--- EXTRACT PROVIDED ---
Morphological and Functional Characterization of CD34⁺cell-Derived Mast Cells from Sickle Cell Anemia Patients

Introduction: Mast cells (MC) activation has been described as a key factor on several disorders, but their role on sickle cell anemia (SCA) remains unclear. SCA is characterized by chronic inflammatory events orchestrated by activated leukocytes, which contribute to vaso-occlusive crisis. Physical interplay, release or production of mediators upon MC activation could affect the response of other cells. Stable MC and eosinophils (Eos) interplay and bidirectional modulation has been described on allergic and inflammatory diseases. We aimed to determine whether MC obtained from CD34⁺ stem cells of SCA patients, compared to healthy volunteers (HV), show differences in phenotype, function, or ability to interact with Eos.

Methods: CD34⁺cellswere isolated from peripheral blood (HV: 60 ml; SCA: 30 ml) and cultured in StemPro34® medium with glutamine (2mM), LDL (10 mg/ml), SCF, IL-6 and IL-3 (100 ng/ml each). Culture was weekly expanded (medium without IL-3); differentiation was confirmed by toluidine blue staining and FACS (CD117⁺, FceRI⁺). After 4 weeks, surface marker expression of MC differentiation/activation, adhesion and mast cell/eosinophil related of HV and SCA was compared by FACS. Imaging flow cytometry (IFC) was used to define nuclear morphology, to identify differences in other marker expression and to characterize in vitro physical contact between MC and Eos isolated from peripheral blood from HV and SCA individuals. Cells were separately marked with fluorescent, lipophilic stains, and Feature Finder tool was used to pinpoint frequency and remarkable features for heterotypic conjugates formation. Standardized conditions were a 1:3 MC-Eos ratio, incubation for 5 minutes at 37°C and plotting Shape Ratio and Circularity features to quantify the occurrence of MC-Eos conjugates. In addition, cells were stained with fluorescent antibodies after 2 hours of interaction to evaluate the changes in marker expression during this process.
--- GIVEN ENTRIES ---
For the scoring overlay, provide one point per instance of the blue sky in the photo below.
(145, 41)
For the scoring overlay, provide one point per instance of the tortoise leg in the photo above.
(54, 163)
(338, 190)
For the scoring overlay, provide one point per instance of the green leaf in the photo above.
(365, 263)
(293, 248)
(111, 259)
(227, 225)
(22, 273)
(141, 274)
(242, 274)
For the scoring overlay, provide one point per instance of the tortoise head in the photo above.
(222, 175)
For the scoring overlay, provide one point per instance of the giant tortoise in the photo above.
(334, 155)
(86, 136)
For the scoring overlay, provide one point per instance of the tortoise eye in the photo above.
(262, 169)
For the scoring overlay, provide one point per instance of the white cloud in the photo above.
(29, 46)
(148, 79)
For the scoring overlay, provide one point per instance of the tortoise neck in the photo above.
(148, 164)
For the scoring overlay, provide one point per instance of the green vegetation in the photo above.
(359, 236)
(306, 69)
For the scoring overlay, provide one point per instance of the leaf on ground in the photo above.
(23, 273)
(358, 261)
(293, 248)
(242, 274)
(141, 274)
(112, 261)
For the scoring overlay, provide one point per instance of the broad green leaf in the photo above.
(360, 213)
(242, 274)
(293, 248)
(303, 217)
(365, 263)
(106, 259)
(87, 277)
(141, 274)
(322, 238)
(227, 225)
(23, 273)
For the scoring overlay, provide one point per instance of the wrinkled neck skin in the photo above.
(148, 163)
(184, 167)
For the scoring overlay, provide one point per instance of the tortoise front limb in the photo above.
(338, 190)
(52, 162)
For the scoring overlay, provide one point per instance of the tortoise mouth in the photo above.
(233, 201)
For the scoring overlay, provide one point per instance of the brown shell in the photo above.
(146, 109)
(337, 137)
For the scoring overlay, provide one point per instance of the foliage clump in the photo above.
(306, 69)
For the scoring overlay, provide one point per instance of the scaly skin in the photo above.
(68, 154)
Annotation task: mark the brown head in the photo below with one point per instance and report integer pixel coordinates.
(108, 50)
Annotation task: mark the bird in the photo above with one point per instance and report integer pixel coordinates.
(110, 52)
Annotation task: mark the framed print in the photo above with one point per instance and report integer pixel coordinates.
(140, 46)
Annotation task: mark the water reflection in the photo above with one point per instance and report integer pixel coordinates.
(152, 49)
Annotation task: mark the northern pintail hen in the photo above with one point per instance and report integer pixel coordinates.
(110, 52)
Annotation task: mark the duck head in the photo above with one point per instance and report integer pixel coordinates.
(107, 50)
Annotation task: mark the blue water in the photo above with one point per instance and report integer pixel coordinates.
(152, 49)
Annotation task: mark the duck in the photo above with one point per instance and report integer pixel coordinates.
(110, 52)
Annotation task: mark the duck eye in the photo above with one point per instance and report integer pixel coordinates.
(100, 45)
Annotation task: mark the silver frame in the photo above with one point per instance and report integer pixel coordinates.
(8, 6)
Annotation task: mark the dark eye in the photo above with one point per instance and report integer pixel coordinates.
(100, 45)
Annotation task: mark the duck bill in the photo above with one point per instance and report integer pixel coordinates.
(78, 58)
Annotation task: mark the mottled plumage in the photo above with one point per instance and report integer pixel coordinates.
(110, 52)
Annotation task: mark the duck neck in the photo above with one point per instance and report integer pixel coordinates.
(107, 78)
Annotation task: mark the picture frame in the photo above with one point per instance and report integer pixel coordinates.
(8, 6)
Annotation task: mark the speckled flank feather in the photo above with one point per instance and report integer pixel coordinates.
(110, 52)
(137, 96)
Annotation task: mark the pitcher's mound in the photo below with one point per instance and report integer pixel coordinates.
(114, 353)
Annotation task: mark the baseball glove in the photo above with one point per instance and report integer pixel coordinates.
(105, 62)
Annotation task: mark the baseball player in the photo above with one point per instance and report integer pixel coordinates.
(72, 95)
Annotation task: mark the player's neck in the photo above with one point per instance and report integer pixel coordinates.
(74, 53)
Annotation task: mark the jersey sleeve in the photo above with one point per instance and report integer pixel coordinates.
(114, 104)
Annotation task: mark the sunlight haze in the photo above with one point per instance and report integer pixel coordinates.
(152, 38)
---
• [ABOUT THIS TASK]:
Quote the sickle cell anemia abstract from "Morphological and Functional" up to and including "interact with Eos.". The entries were taken from a different source than the text.

• [TASK ANSWER]:
Morphological and Functional Characterization of CD34⁺cell-Derived Mast Cells from Sickle Cell Anemia Patients

Introduction: Mast cells (MC) activation has been described as a key factor on several disorders, but their role on sickle cell anemia (SCA) remains unclear. SCA is characterized by chronic inflammatory events orchestrated by activated leukocytes, which contribute to vaso-occlusive crisis. Physical interplay, release or production of mediators upon MC activation could affect the response of other cells. Stable MC and eosinophils (Eos) interplay and bidirectional modulation has been described on allergic and inflammatory diseases. We aimed to determine whether MC obtained from CD34⁺ stem cells of SCA patients, compared to healthy volunteers (HV), show differences in phenotype, function, or ability to interact with Eos.